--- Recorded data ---
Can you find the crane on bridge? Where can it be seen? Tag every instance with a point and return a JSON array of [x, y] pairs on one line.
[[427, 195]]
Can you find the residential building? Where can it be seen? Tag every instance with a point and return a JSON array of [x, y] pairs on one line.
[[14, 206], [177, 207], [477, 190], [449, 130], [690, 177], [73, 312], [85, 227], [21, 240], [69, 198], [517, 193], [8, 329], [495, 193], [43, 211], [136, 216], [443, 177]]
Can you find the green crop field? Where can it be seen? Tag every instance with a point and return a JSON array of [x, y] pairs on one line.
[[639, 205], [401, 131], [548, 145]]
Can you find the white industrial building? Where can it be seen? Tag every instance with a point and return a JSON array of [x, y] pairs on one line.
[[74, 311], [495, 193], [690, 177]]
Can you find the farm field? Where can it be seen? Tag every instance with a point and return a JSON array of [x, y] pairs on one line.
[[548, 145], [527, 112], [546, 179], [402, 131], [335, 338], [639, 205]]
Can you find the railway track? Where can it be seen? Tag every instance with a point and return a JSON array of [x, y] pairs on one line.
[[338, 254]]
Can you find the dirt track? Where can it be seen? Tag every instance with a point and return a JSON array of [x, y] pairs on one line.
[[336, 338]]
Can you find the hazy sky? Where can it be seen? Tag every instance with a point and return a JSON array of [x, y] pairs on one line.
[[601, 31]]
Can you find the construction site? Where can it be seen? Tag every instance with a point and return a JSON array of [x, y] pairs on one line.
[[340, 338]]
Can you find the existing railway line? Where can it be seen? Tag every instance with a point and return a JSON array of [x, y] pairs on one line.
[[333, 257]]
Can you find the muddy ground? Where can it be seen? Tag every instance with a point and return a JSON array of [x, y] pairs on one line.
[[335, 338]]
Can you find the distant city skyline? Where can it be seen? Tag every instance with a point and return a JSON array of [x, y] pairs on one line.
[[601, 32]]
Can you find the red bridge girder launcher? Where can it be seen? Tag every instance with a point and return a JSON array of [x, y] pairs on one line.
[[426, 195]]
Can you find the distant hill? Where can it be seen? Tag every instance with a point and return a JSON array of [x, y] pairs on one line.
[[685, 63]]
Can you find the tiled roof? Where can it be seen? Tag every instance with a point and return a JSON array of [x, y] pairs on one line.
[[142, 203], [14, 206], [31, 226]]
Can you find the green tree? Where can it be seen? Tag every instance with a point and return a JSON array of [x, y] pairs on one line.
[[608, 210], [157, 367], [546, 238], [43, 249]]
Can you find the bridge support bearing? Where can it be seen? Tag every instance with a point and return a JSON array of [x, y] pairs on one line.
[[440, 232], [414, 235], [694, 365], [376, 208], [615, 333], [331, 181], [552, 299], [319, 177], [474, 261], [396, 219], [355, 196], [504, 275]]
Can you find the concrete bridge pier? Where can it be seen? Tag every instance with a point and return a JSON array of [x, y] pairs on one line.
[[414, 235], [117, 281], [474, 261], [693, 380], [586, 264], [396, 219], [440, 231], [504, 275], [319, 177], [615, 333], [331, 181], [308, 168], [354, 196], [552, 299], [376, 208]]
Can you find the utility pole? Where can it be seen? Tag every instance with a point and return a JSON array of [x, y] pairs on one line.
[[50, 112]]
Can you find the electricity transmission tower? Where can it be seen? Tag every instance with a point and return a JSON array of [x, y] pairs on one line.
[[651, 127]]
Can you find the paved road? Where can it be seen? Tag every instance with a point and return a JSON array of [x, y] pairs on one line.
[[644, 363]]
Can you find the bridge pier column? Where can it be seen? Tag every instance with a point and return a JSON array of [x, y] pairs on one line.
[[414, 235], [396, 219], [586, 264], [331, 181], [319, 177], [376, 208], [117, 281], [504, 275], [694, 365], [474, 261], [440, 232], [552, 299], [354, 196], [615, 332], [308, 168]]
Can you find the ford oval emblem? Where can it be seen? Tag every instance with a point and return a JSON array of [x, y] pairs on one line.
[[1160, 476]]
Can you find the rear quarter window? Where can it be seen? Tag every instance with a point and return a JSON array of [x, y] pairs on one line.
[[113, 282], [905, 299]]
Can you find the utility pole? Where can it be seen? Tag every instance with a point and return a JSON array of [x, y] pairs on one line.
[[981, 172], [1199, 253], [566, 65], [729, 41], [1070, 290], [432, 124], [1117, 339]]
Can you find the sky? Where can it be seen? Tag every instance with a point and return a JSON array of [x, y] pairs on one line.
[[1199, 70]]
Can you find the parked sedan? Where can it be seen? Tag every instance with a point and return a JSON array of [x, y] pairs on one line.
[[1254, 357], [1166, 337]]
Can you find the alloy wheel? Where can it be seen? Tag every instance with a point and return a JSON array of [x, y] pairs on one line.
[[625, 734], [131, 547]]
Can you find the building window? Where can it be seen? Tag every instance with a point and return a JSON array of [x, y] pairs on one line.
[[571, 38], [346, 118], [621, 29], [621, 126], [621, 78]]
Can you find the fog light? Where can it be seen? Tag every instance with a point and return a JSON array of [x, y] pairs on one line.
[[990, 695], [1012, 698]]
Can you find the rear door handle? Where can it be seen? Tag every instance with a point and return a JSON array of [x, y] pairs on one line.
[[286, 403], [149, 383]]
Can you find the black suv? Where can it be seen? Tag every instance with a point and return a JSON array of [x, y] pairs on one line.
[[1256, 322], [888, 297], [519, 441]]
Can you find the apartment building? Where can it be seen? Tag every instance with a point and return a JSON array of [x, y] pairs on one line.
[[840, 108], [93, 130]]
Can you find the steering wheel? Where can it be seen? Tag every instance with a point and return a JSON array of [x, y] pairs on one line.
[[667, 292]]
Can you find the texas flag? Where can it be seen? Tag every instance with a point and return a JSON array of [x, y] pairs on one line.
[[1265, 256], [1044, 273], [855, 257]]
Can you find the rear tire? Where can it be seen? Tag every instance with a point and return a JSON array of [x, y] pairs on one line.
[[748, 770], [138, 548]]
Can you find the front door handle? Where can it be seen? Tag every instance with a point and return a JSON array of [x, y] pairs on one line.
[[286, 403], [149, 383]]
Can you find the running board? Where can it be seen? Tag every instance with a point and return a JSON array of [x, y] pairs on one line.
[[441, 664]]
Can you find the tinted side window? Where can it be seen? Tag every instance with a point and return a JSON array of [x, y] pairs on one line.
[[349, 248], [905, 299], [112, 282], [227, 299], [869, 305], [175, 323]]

--- The problem ---
Transcribe every entry exactly, omitting nothing.

--- Result of the exercise ---
Can you find the crane on bridge? Where can it be seen? Tag every instance with a point and return a JSON array of [x, y] pairs on one line.
[[427, 195]]
Can you find the residential building? Where can it be seen? Tag every instance with a point and return a JSON array of [x, y] pairs on one line.
[[14, 206], [177, 207], [477, 190], [449, 130], [690, 177], [73, 312], [85, 227], [21, 240], [69, 198], [517, 193], [8, 329], [495, 193], [43, 211], [136, 216], [443, 177]]
Can you find the green crop field? Where can it be seen? Tag every instance with a point and return a JSON array of [x, y] pairs on one line.
[[639, 205], [401, 131], [548, 145]]
Can you find the white industrial building? Where can it be seen? Tag every instance with a point and return a JSON array of [x, y] pairs on one line.
[[74, 311], [495, 193], [690, 177]]
Can you find the farm field? Where can it be seen? Tag every instance with a point and return a JSON array of [x, y] pairs on one line.
[[548, 145], [527, 112], [546, 179], [402, 131], [335, 338], [639, 205]]
Can you find the railway track? Where can it be seen? Tag every instance with a point and return a JSON array of [x, y] pairs on one line.
[[338, 254]]
Can you find the dirt track? Where can it be seen? Tag every instance with a point and return a JSON array of [x, y] pairs on one line.
[[336, 338]]
Can you find the hazy sky? Where can it be seen? Tag every instance with a point and return a JSON array of [x, y] pairs on one line.
[[601, 31]]
Can you find the construction site? Where can it be seen? Tag every instance with a point and return a JSON array of [x, y] pairs on one line.
[[340, 338]]
Can you find the existing railway line? Where can it be seen? Tag every instance with a point and return a JSON array of [x, y] pairs on one line.
[[333, 257]]
Can you find the muddy ground? Where can it be seen? Tag every instance with a point and return a JSON array of [x, y] pairs on one line.
[[335, 338]]
Can you find the distant city skyline? Where can it be seen? Tag every instance with a point and return a JSON array of [x, y] pairs on one line.
[[601, 32]]
Can you find the red bridge girder launcher? Where can it be seen? Tag every instance with a point and return a JSON array of [x, y] pairs on one line.
[[426, 195]]
Can you find the distant hill? Where can it be seen? Tag every instance with a point and return a JSON array of [x, y] pairs on one line.
[[685, 63]]
Can you find the tiled roof? Where can it be seen? Tag every instance with a point and return a JSON array of [x, y] pairs on one line.
[[142, 203], [14, 206], [31, 226]]
Can you find the green tree? Where can it be seen? Tag every instance with a point and return a JSON array of [x, y] pairs on one line.
[[608, 210], [157, 367], [546, 238], [43, 249]]
Can you find the bridge support bearing? Where can it be seen? Tag every instance with a point and return a JSON array of [x, y] pairs on one line.
[[440, 232], [414, 235], [694, 365], [376, 208], [615, 333], [331, 181], [552, 299], [319, 177], [474, 261], [396, 219], [355, 196], [504, 275]]
Can you find the concrete bridge pier? Where can it be seen? Tag every instance with a point and return a JSON array of [x, y] pairs on one line.
[[414, 235], [117, 281], [474, 261], [693, 380], [586, 264], [396, 219], [440, 231], [504, 275], [319, 177], [615, 333], [331, 181], [308, 168], [354, 196], [552, 299], [376, 208]]
Can you find the utility pole? Where can it be seen? Tag every instance with a point and return a JSON array of [x, y] pairs on one line.
[[50, 112]]
Can you find the electricity transmission tower? Where can it be seen? Tag every instance with a point and return a JSON array of [x, y] pairs on one line.
[[651, 127]]
Can you find the paved road? Where can it be seen? Tag every instance with a point and return a JSON array of [x, y] pairs on one line.
[[644, 363]]
Can you find the bridge pier column? Where can it be seen? Tag every instance with a point and return a JSON array of [x, y] pairs on one line.
[[414, 235], [396, 219], [586, 264], [331, 181], [319, 177], [376, 208], [117, 281], [504, 275], [694, 365], [474, 261], [440, 232], [552, 299], [354, 196], [615, 332], [308, 168]]
Can you find the ford oval emblem? Where can it be seen? Tag every instance with a point and return a JSON array of [x, y] pairs on one line.
[[1160, 476]]
Can you find the rear quarter window? Where can it be seen? Tag every instance with a point and return a JSON array of [x, y] pairs on one line.
[[113, 282], [905, 299]]
Can you find the utility pole? Where can it be seen? Tag every instance with a point and return a JSON array of [x, y] pairs on one line.
[[981, 172], [1199, 253], [566, 65], [729, 41], [1070, 290], [432, 124], [1117, 339]]
Can you find the sky? Where can it be seen? Tag every instance with a point and return a JSON array of [x, y] pairs on one line.
[[1199, 70]]
Can you find the parked sedan? Where can it be seen? Tag every instance with a point and return a JSON array of [x, y] pairs on one line.
[[1254, 357], [1166, 337]]
Can you find the alloy wheel? Where can it be seen? Tag every instance with a point and return a JSON array of [x, y] pairs on one line.
[[625, 734], [131, 547]]
Can you find the building window? Where can it be seen? Tag every instance with a point and return a JSON array of [x, y] pairs on one line.
[[571, 38], [346, 118], [621, 29], [621, 126], [621, 78]]
Can you find the fog light? Where can it be seen? Tag every instance with a point and return a JSON array of [x, y] pairs on one line.
[[990, 695], [1012, 698]]
Can you find the rear door handle? Where can it be seen? Tag every instance with a point and return a JSON array of [x, y] pairs on one line.
[[286, 403], [149, 383]]
Can you find the black suv? Where can it be seen? Tag every instance with a point and return a JSON array of [x, y] pairs on one line.
[[1256, 322], [888, 297], [519, 441]]
Can you find the apartment building? Where can it be seen? Tag every instance with a point and return a JSON array of [x, y] pairs on one line.
[[840, 108], [93, 130]]
Can you find the steering wheel? Where can it be seen? Tag every instance with a point and return a JSON array of [x, y] pairs on one line.
[[667, 292]]
Can you find the texas flag? Where can it be seen? Tag every instance with a point and return a JSON array of [x, y] pairs on one line.
[[1265, 256], [1044, 273], [855, 257]]
Can you find the rear tire? Where can it be seen? Tag every instance with a point and return a JSON array of [x, y] pairs on one line.
[[748, 770], [138, 548]]
Can you find the front door handle? Where can it be seen? Tag every instance with a point and return a JSON array of [x, y] pairs on one line.
[[286, 403], [149, 383]]
Can you find the running board? Where can it be seen? Tag every instance with a point and return a JSON array of [x, y] pairs on one line.
[[441, 664]]
Can you find the tinted side window? Where can it be seen? Tag every instance with a point and return a JSON array of [x, y] pairs on one line.
[[349, 248], [905, 299], [112, 282], [227, 299], [869, 305], [175, 323]]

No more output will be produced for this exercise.